DOCUMENT EXTRACT:
[Haskell-cafe] What is your favourite Haskell "aha" moment?

Jerzy Karczmarczuk jerzy.karczmarczuk at unicaen.fr
Wed Jul 11 13:07:56 UTC 2018


My goodness...
Neither Simon, nor the five  responders ever mention *laziness*!

For me it was THE "aha" moment, or rather a long period...

The problem with popularizing laziness is that too many short comments 
(on Internet) on it are not serious. People speak mainly about infinite 
lists (as if somebody really cared about this "infinity"), or that lazy 
program do not evaluate some expressions, which should *economise* some 
time, which usually is not true...

*

For me, lazy programs permit to represent dynamic processes as data.

Iterations as mathematical structures.

Co-recursive perturbational schemes (or asymptotic expansions, etc.), 
which are 10 or more times shorter than the orthodox approaches, and 
remain readable, and natural.

PROBLEM 1: Please replace "smiling mouth" with "closed mouth" in the records starting at the line that contains "Output form: <point>396,436</point>" and ending at the line that contains "<point>172,274</point>". Return only those lines, with everything else left unchanged.

DATA SHOWN:

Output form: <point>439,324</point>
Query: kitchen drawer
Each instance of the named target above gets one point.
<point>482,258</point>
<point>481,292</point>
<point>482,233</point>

...

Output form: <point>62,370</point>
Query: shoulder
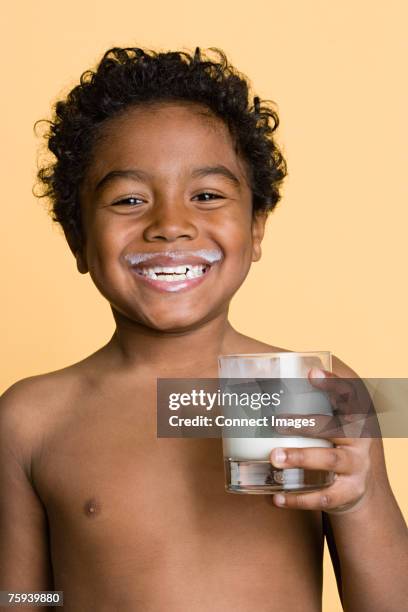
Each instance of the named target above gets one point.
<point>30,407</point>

--

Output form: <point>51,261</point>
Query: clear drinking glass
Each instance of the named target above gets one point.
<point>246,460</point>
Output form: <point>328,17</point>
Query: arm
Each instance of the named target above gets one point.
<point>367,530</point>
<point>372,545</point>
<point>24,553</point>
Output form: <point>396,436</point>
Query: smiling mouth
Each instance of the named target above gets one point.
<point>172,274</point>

PROBLEM 2:
Answer these questions about the mailing-list post on Haskell laziness.
(a) What topic does the writer say neither Simon nor the five responders ever mention?
(b) According to the post, what do short Internet comments on laziness mainly talk about?
(c) How many times shorter than the orthodox approaches does the writer say co-recursive perturbational schemes are?

CORRECT ANSWER 1:
Output form: <point>396,436</point>
Query: closed mouth
Each instance of the named target above gets one point.
<point>172,274</point>

CORRECT ANSWER 2:
(a) Laziness.
(b) Infinite lists, and the claim that lazy programs do not evaluate some expressions, which supposedly economizes time.
(c) 10 or more times shorter.